— MATERIAL —
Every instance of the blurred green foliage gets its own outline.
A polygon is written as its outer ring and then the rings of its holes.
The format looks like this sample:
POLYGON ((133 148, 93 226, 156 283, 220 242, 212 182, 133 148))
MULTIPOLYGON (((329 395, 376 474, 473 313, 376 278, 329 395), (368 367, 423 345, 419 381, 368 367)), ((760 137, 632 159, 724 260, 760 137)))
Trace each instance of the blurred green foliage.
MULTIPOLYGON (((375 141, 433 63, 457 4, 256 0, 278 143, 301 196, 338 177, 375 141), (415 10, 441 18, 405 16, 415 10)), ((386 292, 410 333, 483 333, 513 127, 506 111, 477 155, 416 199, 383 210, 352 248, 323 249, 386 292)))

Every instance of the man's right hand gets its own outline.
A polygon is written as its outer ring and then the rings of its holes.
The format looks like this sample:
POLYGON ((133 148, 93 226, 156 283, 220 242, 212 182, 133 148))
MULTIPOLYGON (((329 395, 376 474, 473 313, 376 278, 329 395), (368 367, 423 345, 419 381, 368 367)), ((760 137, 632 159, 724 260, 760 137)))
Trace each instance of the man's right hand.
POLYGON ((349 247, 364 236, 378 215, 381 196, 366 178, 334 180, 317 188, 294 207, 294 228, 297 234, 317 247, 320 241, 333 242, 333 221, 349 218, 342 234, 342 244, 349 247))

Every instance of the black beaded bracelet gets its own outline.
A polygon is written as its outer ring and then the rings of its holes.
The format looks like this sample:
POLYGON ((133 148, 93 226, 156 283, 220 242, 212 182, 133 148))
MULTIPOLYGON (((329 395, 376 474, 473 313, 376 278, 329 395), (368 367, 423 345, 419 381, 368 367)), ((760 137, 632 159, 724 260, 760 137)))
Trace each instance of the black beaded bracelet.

— PROBLEM DETAILS —
Return the listing's lines word for word, from its first line through the line containing "MULTIPOLYGON (((375 141, 433", both included.

— PROBLEM SOLUTION —
Every instance of the blurred green foliage gets its own outline.
A polygon is written as its outer ring and then the rings of its holes.
The format looks like this sample:
POLYGON ((133 148, 93 226, 156 283, 220 242, 212 182, 133 148))
MULTIPOLYGON (((329 395, 376 474, 473 313, 376 278, 329 395), (368 367, 423 345, 419 381, 368 367)), ((760 137, 632 159, 724 260, 760 137)))
Trace each instance of the blurred green foliage.
MULTIPOLYGON (((375 141, 433 63, 457 4, 256 0, 278 143, 301 196, 338 177, 375 141), (415 10, 441 18, 405 16, 415 10)), ((386 292, 410 333, 483 333, 513 127, 506 111, 477 155, 416 199, 383 210, 352 248, 323 249, 386 292)))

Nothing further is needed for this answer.